[Opening DATA SUPPLIED section]

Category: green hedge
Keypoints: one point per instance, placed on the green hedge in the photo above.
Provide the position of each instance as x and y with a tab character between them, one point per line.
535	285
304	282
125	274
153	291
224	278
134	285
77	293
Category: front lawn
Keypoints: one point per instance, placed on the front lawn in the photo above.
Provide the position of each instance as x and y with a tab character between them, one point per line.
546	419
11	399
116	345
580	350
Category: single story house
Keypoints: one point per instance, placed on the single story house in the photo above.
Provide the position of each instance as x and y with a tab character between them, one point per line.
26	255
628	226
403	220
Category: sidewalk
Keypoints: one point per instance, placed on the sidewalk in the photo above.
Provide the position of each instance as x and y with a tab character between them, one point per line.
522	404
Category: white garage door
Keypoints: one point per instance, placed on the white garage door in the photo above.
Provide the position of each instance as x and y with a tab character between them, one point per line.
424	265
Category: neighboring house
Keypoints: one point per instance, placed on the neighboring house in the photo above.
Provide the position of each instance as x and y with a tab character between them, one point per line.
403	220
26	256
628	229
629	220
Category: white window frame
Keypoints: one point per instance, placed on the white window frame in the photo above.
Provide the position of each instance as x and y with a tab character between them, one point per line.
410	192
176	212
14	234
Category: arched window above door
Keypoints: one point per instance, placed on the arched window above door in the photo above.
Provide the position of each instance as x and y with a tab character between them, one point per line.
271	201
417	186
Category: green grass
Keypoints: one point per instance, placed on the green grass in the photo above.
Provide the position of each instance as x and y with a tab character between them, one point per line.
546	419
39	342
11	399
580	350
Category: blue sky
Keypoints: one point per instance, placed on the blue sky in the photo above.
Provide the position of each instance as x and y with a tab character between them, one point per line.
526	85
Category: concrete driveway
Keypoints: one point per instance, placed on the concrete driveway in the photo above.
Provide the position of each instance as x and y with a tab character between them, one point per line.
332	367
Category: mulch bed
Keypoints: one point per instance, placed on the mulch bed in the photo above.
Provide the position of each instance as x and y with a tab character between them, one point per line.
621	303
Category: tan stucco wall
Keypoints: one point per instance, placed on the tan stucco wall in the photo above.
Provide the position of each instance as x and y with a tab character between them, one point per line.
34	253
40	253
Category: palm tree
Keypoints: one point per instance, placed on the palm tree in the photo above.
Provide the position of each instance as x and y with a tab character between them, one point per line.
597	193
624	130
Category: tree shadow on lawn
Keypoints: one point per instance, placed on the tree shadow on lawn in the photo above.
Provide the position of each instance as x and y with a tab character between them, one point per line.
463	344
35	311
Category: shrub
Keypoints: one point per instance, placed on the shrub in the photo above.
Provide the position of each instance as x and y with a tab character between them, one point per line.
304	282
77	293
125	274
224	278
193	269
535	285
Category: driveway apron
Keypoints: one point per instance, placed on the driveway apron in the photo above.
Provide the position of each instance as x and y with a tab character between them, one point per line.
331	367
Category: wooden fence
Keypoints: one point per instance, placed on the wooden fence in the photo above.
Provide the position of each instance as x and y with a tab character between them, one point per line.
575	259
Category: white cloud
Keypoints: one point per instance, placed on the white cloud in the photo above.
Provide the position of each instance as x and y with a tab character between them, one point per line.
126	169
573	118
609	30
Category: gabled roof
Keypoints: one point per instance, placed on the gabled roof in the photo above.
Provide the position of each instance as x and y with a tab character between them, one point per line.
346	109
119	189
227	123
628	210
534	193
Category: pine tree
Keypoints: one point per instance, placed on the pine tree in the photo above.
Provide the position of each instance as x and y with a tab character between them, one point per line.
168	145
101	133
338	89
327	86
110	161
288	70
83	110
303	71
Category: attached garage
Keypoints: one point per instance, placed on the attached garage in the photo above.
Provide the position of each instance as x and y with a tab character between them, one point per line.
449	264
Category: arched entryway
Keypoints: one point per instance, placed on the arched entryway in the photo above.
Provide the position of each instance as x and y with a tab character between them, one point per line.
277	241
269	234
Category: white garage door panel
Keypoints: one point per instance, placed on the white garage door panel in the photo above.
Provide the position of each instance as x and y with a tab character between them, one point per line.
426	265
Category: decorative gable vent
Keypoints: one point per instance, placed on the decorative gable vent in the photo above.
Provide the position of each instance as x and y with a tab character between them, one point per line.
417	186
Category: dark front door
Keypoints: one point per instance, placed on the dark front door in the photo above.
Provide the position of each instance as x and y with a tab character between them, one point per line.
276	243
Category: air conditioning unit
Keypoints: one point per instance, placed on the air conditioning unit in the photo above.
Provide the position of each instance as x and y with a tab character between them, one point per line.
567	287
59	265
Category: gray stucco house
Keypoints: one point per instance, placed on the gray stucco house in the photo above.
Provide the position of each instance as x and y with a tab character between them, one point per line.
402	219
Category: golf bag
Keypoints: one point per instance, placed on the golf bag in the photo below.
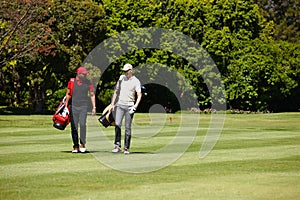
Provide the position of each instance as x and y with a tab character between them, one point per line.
61	117
107	118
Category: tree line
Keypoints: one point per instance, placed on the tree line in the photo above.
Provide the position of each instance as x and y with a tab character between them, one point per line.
254	44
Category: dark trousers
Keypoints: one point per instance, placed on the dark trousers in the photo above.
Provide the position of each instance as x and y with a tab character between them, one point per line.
78	116
121	112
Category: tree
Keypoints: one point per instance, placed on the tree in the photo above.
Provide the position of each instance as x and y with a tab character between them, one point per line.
286	16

[Closing DATA SUPPLIED section]

Reproduce the entries above exactly, but only the lines between the line holding "Category: decorative gable vent" and the line holding "Category: air conditioning unit", inclusive.

Category: decorative gable vent
Keypoints: one point per instance, placed on the decorative gable vent in the photo above.
Provide the position of each instance as x and y with a tab character between them, one point per line.
417	186
Category: dark front door
Keypoints: one point per instance, placed on the dark front door in the photo above.
Provide the position of each instance as x and y with a tab character between them, one point per line.
276	243
Category: air conditioning unit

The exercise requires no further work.